→ **DATASET CONTENT**:
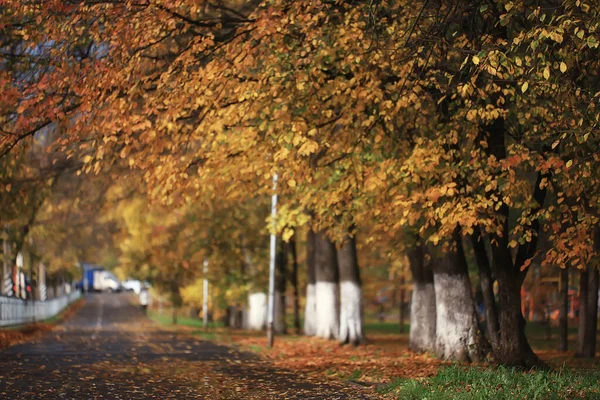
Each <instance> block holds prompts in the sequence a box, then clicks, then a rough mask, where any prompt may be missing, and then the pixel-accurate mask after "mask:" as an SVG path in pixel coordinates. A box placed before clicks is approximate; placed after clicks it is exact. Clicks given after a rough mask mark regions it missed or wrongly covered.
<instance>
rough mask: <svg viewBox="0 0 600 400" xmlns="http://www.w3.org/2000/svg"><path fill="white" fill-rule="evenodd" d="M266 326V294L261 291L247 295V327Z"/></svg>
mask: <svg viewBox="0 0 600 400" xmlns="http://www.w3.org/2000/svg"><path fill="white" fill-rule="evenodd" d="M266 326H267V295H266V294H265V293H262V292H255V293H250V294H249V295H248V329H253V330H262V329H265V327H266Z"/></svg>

* * *

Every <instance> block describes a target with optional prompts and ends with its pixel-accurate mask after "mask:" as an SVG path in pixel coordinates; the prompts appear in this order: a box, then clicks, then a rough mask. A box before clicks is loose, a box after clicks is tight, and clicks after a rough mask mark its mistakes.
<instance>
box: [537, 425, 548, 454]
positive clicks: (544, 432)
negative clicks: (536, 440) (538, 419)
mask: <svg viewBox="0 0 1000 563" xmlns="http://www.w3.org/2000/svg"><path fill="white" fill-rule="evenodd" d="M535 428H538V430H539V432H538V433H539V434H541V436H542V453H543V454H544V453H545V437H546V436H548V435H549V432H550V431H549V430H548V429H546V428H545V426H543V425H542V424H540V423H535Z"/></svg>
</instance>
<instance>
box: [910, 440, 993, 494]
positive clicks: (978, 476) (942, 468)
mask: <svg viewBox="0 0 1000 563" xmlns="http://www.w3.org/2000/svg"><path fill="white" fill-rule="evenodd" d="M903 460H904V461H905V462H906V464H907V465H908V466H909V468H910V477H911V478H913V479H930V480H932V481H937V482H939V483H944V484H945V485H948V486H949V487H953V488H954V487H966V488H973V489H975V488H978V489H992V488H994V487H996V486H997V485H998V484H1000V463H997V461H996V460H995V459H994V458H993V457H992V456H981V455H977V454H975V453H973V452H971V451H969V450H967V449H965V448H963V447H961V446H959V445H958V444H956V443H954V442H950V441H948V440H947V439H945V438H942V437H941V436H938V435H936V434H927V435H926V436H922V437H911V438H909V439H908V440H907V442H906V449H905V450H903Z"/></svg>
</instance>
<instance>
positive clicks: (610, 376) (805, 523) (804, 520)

→ **WRITTEN TASK**:
Copy out everything in the listing above, from the line containing "Each <instance> block" down to the line containing "rough mask: <svg", including both of those lines. Give only those lines and keep them unchanged.

→ **RESPONSE AREA**:
Each <instance> block holds prompts in the sequence a box, then clicks, then a rough mask, where any prompt may be missing, and then the pixel-accurate mask after "mask:" as an SVG path in pixel coordinates. A box placed before clicks is approximate; placed after clicks it is exact. Clicks given after a rough mask mark regions it missed or wrongly covered.
<instance>
rough mask: <svg viewBox="0 0 600 400" xmlns="http://www.w3.org/2000/svg"><path fill="white" fill-rule="evenodd" d="M266 326V294L261 291L247 295V327Z"/></svg>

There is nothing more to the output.